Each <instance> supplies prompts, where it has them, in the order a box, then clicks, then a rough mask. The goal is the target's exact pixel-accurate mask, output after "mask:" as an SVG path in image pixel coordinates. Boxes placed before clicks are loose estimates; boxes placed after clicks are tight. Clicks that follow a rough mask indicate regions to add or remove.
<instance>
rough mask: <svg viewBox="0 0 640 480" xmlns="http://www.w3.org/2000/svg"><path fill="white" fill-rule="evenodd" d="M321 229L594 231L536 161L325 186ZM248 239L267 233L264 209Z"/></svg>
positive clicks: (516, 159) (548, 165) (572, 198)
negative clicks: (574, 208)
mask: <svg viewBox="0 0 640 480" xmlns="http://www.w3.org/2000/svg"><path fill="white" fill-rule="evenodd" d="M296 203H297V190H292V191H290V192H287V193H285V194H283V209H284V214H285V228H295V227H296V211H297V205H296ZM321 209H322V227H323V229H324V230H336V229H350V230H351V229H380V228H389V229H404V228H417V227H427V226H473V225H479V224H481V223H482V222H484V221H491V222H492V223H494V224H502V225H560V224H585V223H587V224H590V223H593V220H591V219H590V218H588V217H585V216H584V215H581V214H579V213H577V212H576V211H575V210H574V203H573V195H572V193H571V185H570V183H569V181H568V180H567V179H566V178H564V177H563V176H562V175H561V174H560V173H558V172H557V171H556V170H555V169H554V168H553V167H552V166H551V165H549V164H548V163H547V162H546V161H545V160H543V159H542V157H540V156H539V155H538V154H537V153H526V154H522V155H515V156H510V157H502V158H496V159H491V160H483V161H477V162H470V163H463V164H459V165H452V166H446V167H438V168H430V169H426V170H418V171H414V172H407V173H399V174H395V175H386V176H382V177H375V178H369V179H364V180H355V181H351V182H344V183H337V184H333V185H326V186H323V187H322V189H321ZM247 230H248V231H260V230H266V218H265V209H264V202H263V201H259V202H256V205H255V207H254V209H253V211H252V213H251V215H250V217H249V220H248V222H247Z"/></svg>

▬▬▬▬▬▬

• [Exercise goal]
What you give back should be exactly the lines of the data above from the line with "rough mask: <svg" through the line with "positive clicks: (516, 159)", both of those included, and nothing more.

• [Response]
rough mask: <svg viewBox="0 0 640 480" xmlns="http://www.w3.org/2000/svg"><path fill="white" fill-rule="evenodd" d="M321 229L594 231L536 161L325 186ZM248 239L267 233L264 209Z"/></svg>
positive clicks: (516, 159) (548, 165) (572, 198)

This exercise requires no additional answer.